_Ausgangstext_:
__________

Die ordentliche Kündigung des Arbeitsverhältnisses wegen Langzeiterkrankung des Arbeitnehmers ist nach einer dreistufigen Prüfung erst dann sozial gerechtfertigt, wenn eine negative Prognose hinsichtlich der voraussichtlichen Dauer der Arbeitsunfähigkeit vorliegt. Die Kündigung ist dann gerechtfertigt, wenn zur Zeit der Kündigung feststand, daß eine krankheitsbedingte dauernde Arbeitsunfähigkeit vorlag, bzw. der betreffende Arbeitnehmer auf nicht absehbare Zeit krankheitsbedingt seinen Verpflichtungen nicht würde nachkommen können. Nicht absehbarer Zeitraum bedeutet im Anschluß an das Beschäftigungsförderungsgesetz 2 Jahre, da während diesen Zeitraumes der Arbeitsplatz des erkrankten Arbeitnehmers mit befristet eingestellten Arbeitnehmern besetzt werden könne. In der zweiten Stufe müssen die zu erwartenden Auswirkungen des Gesundheitsstands des Arbeitnehmers zu einer erheblichen Beeinträchtigung des betrieblichen Interessen führen. In der dritten Stufe erfolgt einen Interessenabwägung, in der zu prüfen ist, ob die erheblichen betrieblichen Beeinträchtigungen zu einer billigerweise nicht mehr hinzunehmender Belastung des Arbeitgebers führt.

Der zweite Senat des Bundesarbeitsgerichts vertrat in früheren Entscheidungen die Auffassung, daß die spätere Entwicklung einer Krankheit nach Ausspruch der Kündigung durchaus verwertet werden kann. Danach konnte die spätere tatsächliche Entwicklung einer Krankheit bis zum Ende der mündlichen Verhandlung in der Tatsacheninstanz zur Bestätigung oder Korrektur der Prognose (1. Stufe) verwertet werden. Das Bundesarbeitsgericht hat seine Rechtsprechung nunmehr dahingehend geändert, daß auch für die Beurteilung einer krankheitsbedingten Kündigung vielmehr alleine auf den Kündigungszeitpunkt abzustellen ist.

__________

_Zeilenauszüge_:
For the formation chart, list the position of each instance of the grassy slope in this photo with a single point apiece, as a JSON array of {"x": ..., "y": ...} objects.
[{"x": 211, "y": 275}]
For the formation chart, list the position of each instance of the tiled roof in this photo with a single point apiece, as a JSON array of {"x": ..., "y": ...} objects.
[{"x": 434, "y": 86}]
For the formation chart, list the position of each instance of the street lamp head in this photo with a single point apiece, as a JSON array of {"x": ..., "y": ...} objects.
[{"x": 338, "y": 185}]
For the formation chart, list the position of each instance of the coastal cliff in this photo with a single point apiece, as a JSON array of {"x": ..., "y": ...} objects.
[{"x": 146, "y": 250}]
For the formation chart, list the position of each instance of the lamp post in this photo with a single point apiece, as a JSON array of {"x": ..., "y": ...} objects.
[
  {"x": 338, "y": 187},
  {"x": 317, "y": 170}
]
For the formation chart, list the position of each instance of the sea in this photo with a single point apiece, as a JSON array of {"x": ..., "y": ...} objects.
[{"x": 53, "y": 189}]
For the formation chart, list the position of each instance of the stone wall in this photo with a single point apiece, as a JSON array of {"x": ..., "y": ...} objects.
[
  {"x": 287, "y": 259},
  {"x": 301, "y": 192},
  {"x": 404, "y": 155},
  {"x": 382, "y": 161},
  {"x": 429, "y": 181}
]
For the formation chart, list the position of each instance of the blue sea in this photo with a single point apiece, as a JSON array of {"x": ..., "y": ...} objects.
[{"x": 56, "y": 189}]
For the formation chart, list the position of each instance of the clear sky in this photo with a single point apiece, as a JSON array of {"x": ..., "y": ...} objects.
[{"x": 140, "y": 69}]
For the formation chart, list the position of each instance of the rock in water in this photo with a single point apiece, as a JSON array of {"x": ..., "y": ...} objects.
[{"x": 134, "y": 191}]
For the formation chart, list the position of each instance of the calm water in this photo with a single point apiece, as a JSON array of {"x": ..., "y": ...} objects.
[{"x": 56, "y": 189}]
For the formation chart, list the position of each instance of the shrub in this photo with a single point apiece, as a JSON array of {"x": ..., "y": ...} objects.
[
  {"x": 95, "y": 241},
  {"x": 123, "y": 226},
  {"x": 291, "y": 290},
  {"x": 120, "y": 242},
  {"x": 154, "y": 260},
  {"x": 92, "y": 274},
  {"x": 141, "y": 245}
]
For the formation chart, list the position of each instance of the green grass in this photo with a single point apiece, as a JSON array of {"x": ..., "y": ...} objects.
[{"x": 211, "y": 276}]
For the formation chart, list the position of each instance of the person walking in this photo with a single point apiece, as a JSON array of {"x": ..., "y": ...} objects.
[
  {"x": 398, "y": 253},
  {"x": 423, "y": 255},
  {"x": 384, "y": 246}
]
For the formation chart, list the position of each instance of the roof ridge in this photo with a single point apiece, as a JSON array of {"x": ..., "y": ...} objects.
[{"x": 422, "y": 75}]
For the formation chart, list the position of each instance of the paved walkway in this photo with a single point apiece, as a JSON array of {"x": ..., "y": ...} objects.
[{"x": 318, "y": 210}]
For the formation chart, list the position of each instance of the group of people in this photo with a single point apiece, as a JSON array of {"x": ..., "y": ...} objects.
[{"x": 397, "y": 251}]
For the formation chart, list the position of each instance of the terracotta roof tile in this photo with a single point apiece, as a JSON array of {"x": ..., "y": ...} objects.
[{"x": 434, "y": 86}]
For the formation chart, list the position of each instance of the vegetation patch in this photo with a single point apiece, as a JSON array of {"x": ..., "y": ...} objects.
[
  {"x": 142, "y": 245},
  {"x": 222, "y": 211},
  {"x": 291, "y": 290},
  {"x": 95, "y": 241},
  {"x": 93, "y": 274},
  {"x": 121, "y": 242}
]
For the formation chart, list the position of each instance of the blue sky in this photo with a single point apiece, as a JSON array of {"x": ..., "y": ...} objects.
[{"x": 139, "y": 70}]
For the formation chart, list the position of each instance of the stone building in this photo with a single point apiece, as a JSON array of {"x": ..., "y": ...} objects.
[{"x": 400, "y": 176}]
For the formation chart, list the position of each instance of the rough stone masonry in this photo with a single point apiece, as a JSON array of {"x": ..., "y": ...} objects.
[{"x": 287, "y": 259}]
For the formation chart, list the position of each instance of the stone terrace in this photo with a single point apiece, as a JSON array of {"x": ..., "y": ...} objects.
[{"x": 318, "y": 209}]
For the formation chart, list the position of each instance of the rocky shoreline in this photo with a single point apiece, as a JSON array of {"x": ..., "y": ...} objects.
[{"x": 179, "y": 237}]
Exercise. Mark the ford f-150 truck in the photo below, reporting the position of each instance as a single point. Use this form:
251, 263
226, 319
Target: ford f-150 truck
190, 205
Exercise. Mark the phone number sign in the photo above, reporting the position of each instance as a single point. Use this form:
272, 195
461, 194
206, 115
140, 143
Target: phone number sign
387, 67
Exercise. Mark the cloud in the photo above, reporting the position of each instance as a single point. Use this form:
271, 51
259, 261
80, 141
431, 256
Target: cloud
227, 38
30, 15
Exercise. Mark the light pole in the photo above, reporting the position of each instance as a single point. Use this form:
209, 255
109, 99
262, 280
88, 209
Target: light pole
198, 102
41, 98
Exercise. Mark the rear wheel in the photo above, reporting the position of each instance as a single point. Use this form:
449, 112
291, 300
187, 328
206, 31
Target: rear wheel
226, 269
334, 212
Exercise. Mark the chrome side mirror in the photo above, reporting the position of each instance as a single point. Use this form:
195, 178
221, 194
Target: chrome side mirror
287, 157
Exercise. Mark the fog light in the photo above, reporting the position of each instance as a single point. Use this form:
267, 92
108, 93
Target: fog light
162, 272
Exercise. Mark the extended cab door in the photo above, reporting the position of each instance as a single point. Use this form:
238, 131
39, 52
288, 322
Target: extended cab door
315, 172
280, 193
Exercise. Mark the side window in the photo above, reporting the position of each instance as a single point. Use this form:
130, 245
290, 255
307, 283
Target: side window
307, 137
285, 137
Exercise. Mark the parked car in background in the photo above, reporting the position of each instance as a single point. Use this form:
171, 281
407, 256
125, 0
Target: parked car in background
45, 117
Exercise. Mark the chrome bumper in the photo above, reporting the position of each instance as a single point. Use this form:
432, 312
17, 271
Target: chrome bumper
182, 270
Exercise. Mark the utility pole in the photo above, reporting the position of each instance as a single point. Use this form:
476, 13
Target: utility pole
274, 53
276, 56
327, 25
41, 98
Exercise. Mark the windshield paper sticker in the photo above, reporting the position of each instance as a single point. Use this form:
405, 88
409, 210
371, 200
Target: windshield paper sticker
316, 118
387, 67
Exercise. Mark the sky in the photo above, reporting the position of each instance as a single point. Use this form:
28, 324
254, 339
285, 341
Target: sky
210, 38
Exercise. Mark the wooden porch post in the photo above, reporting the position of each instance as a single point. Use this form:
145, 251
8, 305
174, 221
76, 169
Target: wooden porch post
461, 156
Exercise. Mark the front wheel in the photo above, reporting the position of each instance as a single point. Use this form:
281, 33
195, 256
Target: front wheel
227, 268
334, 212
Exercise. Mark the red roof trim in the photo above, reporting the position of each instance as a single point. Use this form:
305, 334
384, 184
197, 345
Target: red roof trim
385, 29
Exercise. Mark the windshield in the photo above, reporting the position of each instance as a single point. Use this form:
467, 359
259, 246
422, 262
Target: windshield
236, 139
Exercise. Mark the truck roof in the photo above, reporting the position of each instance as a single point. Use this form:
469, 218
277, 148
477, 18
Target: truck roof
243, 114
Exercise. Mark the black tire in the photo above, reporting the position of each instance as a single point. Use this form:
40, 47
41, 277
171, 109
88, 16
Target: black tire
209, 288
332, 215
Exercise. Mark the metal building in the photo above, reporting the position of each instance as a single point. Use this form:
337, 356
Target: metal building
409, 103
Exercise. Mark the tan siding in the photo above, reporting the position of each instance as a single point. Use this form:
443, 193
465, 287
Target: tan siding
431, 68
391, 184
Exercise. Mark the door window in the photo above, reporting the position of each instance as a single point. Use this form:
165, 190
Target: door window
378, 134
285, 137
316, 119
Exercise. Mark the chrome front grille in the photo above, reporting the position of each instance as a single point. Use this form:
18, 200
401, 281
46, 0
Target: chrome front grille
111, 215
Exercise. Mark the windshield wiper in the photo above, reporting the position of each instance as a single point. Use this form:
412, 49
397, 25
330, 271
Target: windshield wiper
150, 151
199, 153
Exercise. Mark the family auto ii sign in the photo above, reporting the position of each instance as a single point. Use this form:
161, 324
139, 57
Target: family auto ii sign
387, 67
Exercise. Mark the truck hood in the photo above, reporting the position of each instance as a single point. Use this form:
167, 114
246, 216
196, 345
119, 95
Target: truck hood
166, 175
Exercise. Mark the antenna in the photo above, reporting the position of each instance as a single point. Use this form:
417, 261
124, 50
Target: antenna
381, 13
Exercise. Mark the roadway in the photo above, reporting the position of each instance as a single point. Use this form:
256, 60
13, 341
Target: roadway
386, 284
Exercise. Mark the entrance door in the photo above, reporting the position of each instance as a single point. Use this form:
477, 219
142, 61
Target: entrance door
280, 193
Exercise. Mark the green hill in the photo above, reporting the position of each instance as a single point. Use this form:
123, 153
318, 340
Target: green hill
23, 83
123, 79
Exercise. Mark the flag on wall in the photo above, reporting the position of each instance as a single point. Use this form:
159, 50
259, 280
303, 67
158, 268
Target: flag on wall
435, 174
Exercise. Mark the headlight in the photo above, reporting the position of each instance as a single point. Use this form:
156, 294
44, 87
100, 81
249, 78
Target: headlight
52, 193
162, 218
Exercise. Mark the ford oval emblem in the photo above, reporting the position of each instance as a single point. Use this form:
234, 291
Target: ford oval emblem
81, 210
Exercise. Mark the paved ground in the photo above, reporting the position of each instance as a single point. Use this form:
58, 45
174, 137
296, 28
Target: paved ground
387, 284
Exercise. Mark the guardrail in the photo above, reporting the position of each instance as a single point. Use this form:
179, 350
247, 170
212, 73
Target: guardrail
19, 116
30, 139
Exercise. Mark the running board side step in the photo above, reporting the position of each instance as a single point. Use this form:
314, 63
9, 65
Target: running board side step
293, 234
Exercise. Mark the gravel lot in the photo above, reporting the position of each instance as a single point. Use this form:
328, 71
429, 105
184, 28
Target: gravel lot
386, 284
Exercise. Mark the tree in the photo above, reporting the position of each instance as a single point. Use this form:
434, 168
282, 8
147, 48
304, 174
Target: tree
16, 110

__________

_Auszuführende Aufgabe_:
Übertragen Sie folgenden Satz aus dem Text zur krankheitsbedingten Kündigung ins Englische: „Der zweite Senat des Bundesarbeitsgerichts vertrat in früheren Entscheidungen die Auffassung, daß die spätere Entwicklung einer Krankheit nach Ausspruch der Kündigung durchaus verwertet werden kann.“

_Gelöste Aufgabe_:
In earlier decisions, the Second Senate of the Federal Labor Court took the view that the later development of an illness after notice of termination has been given may indeed be taken into account.